AUFGABEN
1. An welchem Tag gab der Schuldner laut dem Text zur Zwangsvollstreckung die Vermögensauskunft ab?
2. Ermitteln Sie, wie viele Zeilen der Einträge die Zeichenfolge „growing“ enthalten, unter Beachtung der Groß- und Kleinschreibung. Geben Sie nur die Zahl an.

VORLIEGENDER TEXT
##########
Die Gläubigerin betreibt aus einem Urteil des Amtsgerichts Calw vom 9. August 2013 - 8 C 85/12 - die Zwangsvollstreckung gegen den Schuldner. Zu dem auf 28. Oktober 2014 bestimmten Termin zur Abgabe der Vermögensauskunft, zu dem der Schuldner ordnungsgemäß geladen worden war, ist dieser nicht erschienen, mit der Begründung, aus gesundheitlichen Gründen nicht erscheinen zu können.
Mit Beschluss vom 19. Januar 2015 - 9 M 82/15 - erließ das Amtsgerichts Calw gegen den Schuldner einen Haftbefehl zur Erzwingung der Abgabe der Vermögensauskunft. Ohne dass der Schuldner verhaftet worden war, gab dieser am 26. Februar 2015 die Vermögensauskunft ab und legte vor der Rechtspflegerin S. beim Amtsgericht Calw „Erinnerung gemäß § 766 ZPO“ gegen den Haftbefehl des Amtsgerichts Calw vom 19. Januar 2015, die Vorgehensweise des Gerichtsvollziehers und das komplette Zwangsvollstreckungsverfahren ein.
Das Amtsgericht Calw hat mit Beschluss vom 13. März 2015 - 9 M 446/15 - der sofortigen Beschwerde des Schuldners gegen den Haftbefehl vom 19. Januar 2015 nicht abgeholfen und die Akten dem Landgericht Tübingen zur Entscheidung vorgelegt.
II.
Die sofortige Beschwerde des Schuldners ist unzulässig. Die sofortige Beschwerde des Schuldners war statthaft (1.), form- und fristgerecht (2.), doch fehlt dem Schuldner das erforderliche Rechtsschutzinteresse (3.).
1.
Der Erlass des Haftbefehls kann mit der sofortigen Beschwerde nach allgemeiner Ansicht angefochten werden (vgl. Stöber in Zöller, ZPO, 30. Aufl. 2014, § 802g Rn. 15 m. w. N.).
2.
Die vor dem Rechtspfleger am 26. Februar 2015 zu Protokoll eingelegte sofortige Beschwerde war nach § 569 Abs. 3 Nr. 1 ZPO formgerecht. Zwar wird der Haftbefehl bereits mit seiner Hinausgabe rechtlich existent und damit anfechtbar (vgl. Stöber in Zöller a. a. O.). Die zweiwöchige Notfrist des § 569 Abs. 1 Satz 1 ZPO beginnt aber erst mit der Übergabe des Haftbefehls an den Schuldner bei der Verhaftung nach § 802g Abs. 2 Satz 1 ZPO. Dies ist bislang nicht erfolgt, so dass die sofortige Beschwerde auch fristgerecht eingelegt worden ist.
##########
Gesammelte Dateneinträge
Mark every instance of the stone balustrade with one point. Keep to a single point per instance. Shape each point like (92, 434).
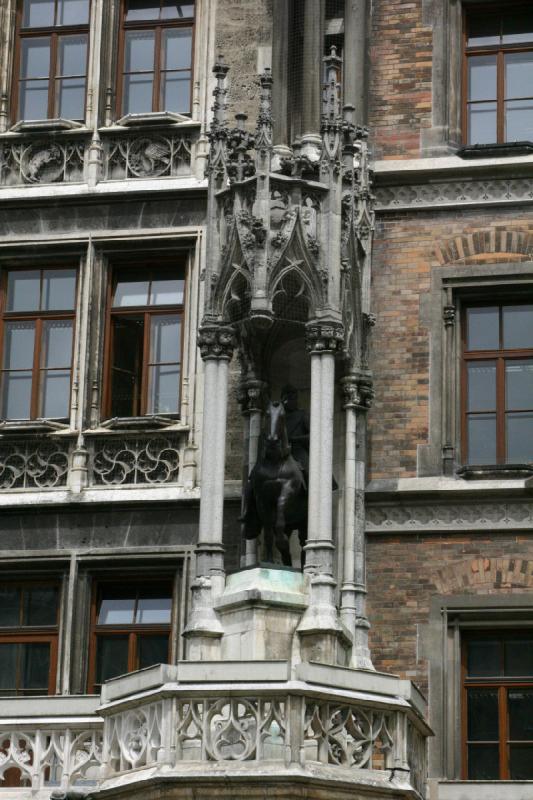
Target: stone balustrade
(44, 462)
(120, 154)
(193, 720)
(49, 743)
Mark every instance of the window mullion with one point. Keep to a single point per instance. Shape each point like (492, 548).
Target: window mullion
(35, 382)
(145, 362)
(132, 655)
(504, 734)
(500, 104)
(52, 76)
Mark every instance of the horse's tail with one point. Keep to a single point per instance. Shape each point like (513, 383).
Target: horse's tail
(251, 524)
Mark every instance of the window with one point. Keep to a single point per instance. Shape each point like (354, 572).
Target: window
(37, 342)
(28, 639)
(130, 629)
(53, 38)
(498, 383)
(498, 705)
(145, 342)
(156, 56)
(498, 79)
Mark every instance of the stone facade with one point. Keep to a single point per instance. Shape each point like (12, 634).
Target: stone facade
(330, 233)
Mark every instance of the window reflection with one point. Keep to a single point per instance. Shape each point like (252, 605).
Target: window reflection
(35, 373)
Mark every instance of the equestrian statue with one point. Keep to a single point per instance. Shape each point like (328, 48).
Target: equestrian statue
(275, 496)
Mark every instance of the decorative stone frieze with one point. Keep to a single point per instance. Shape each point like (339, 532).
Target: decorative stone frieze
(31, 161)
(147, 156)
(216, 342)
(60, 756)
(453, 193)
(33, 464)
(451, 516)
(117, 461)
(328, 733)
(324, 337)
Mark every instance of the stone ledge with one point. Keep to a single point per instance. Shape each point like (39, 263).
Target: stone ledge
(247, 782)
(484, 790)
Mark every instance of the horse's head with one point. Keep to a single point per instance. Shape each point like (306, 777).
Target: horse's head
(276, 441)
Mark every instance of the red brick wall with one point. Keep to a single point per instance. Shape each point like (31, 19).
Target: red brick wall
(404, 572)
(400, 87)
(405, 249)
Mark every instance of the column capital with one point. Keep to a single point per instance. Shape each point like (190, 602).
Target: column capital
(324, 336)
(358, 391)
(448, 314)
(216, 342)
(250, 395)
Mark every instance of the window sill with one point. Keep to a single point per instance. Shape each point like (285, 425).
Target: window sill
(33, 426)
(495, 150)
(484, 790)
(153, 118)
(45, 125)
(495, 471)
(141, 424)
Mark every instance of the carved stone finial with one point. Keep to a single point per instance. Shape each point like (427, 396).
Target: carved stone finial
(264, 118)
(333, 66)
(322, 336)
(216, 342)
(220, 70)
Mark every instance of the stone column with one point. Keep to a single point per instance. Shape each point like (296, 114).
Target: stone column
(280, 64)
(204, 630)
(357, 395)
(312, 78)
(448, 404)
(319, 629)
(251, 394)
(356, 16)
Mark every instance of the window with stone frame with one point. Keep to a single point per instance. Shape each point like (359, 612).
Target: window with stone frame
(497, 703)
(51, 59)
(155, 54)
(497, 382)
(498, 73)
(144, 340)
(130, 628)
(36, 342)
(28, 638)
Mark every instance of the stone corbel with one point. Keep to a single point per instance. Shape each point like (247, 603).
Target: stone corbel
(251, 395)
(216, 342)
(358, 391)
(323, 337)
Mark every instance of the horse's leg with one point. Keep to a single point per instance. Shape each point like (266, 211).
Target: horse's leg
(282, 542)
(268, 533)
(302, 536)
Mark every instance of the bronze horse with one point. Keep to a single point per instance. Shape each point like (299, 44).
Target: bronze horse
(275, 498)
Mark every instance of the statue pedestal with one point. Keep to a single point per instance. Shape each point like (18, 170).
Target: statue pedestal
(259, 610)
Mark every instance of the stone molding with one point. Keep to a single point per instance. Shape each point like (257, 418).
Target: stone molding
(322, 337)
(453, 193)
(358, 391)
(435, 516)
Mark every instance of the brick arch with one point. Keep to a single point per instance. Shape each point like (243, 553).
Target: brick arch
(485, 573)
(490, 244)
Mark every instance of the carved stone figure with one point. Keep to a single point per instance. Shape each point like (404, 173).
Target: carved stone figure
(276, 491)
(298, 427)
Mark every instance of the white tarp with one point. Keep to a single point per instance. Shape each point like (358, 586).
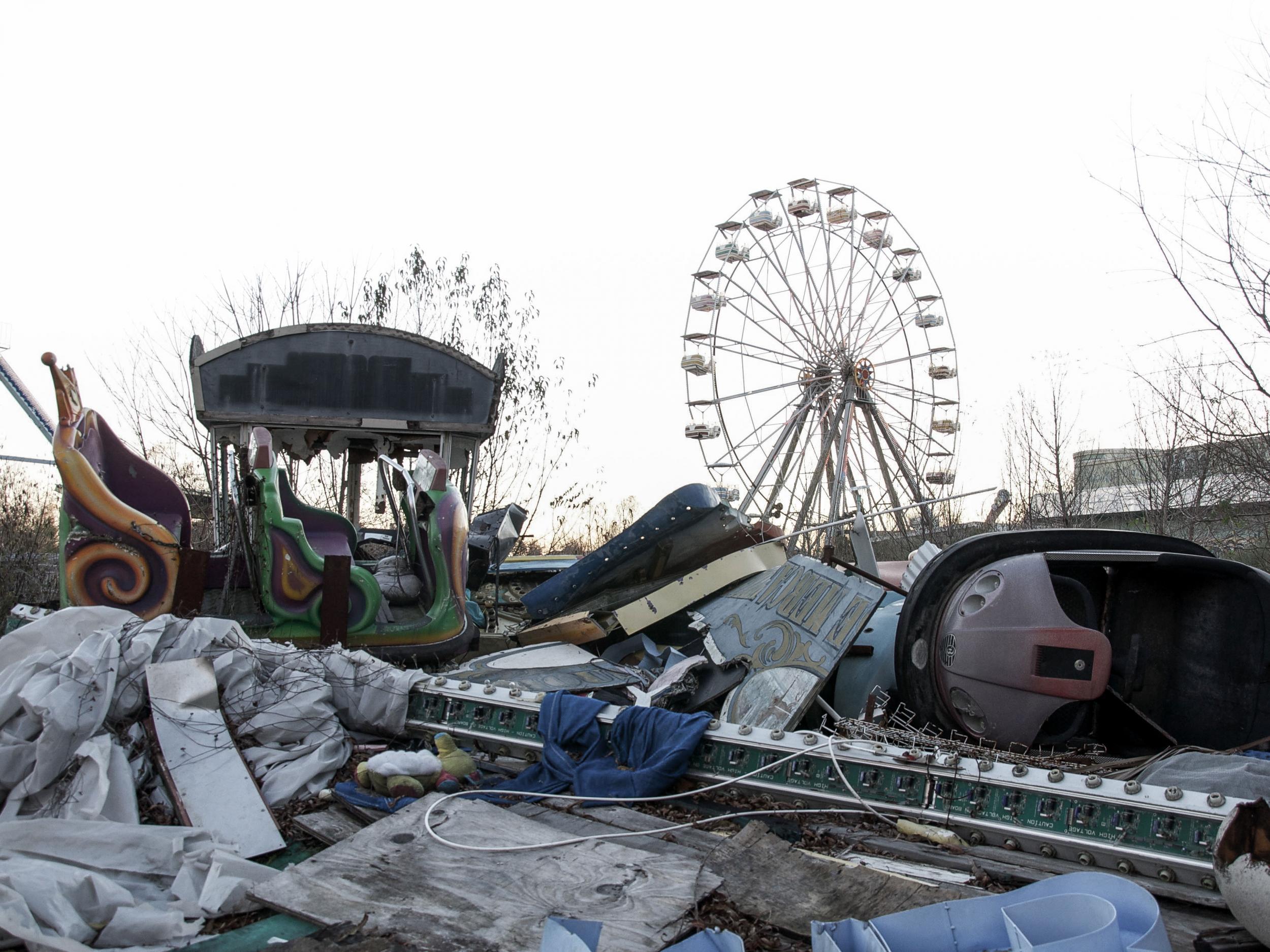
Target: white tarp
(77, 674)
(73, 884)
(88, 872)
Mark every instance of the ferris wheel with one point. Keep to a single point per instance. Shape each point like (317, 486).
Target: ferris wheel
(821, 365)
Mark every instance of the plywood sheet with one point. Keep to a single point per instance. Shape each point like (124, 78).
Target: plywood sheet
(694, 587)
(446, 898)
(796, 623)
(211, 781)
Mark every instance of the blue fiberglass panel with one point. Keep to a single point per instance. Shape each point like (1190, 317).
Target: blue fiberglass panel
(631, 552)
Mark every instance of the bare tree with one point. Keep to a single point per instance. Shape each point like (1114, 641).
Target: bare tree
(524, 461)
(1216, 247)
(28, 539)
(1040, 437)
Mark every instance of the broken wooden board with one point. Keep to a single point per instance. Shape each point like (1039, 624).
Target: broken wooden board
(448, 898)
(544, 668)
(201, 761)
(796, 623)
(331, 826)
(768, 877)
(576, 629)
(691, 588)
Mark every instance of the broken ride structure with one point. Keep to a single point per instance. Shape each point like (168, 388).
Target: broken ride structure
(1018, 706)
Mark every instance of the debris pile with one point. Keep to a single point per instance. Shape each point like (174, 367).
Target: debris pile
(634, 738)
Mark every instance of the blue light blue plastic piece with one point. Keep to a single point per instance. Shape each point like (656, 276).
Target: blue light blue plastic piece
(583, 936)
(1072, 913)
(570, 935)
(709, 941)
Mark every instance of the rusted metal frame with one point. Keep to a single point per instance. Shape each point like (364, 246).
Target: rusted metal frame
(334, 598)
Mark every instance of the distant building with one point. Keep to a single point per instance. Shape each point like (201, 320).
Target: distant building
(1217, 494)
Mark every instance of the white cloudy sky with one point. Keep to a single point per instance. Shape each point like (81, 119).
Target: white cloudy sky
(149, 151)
##########
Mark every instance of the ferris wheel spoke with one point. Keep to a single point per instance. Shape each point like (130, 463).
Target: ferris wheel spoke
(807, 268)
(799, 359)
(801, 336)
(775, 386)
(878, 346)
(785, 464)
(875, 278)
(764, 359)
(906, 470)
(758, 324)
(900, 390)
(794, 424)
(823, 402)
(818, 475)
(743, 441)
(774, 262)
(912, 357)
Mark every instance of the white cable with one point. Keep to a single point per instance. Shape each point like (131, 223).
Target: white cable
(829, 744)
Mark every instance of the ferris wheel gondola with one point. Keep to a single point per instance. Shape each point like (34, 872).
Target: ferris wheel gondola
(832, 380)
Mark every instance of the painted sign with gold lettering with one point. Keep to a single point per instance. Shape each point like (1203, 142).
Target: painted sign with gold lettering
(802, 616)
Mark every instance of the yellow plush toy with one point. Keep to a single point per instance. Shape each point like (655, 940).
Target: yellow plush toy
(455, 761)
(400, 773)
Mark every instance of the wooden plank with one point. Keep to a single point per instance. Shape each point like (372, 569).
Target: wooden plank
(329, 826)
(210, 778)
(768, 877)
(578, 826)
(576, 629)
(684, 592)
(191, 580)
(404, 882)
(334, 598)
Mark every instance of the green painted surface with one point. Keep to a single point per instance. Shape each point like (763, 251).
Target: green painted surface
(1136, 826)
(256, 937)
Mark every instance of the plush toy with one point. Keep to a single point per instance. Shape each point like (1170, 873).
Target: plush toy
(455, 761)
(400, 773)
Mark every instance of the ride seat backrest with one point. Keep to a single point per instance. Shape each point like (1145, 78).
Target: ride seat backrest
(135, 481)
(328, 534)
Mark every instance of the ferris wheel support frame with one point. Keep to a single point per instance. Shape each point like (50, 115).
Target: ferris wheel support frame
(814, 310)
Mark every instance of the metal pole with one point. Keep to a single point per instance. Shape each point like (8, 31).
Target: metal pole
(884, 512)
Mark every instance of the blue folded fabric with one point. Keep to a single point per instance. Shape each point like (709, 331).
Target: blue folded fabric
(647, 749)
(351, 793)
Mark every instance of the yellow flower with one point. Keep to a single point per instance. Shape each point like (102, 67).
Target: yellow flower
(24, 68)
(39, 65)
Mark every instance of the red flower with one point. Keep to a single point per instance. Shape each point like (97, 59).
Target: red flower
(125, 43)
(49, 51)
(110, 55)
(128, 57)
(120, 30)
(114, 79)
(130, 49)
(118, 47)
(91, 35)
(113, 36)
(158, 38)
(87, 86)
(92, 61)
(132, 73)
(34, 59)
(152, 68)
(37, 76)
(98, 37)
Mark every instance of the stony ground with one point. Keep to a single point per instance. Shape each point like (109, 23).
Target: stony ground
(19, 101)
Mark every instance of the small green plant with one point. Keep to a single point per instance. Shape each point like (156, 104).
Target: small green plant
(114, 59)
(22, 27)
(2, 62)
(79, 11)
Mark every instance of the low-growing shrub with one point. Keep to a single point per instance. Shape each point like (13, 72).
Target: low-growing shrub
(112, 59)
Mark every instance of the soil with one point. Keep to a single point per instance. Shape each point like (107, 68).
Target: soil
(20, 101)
##########
LÖSUNGEN JE AUFGABE
1. Am 26. Februar 2015.

2. 2